(Records to process)

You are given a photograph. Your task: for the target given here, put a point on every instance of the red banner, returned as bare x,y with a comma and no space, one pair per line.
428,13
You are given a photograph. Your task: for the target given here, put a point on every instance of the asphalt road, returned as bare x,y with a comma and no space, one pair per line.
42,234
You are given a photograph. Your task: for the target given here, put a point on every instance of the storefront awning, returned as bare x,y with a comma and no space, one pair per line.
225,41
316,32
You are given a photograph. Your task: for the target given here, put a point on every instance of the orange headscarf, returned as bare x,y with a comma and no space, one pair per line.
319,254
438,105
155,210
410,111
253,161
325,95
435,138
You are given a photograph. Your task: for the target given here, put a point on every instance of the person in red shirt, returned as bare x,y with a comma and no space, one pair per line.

(End Records to process)

*Exercise description*
Write out, word for word, every line from the one containing "of the asphalt" through the last line of the records above.

*Expected answer*
You are given a photograph. Your task: for the target given here, put a point on every instance of the asphalt road, returned as bare x,y with a comma and no space, one pair per line.
42,234
You are given a photograph. Your task: for the target given here, put a point on every instance of the storefront awning, returned as bare x,y with a comma and no space, one pair per line.
225,41
316,32
You are given a photograph. Your task: for the target given here, put a point on every instance of the orange headscarf, returned as bare x,y with a comma and no space, one pair per line.
319,254
438,105
155,210
410,111
253,161
325,95
435,138
You are given a photograph. Your task: for the target given here, put a point on every instance of the person in red shirt, returned as bare x,y with a comma and no space, one pair per line.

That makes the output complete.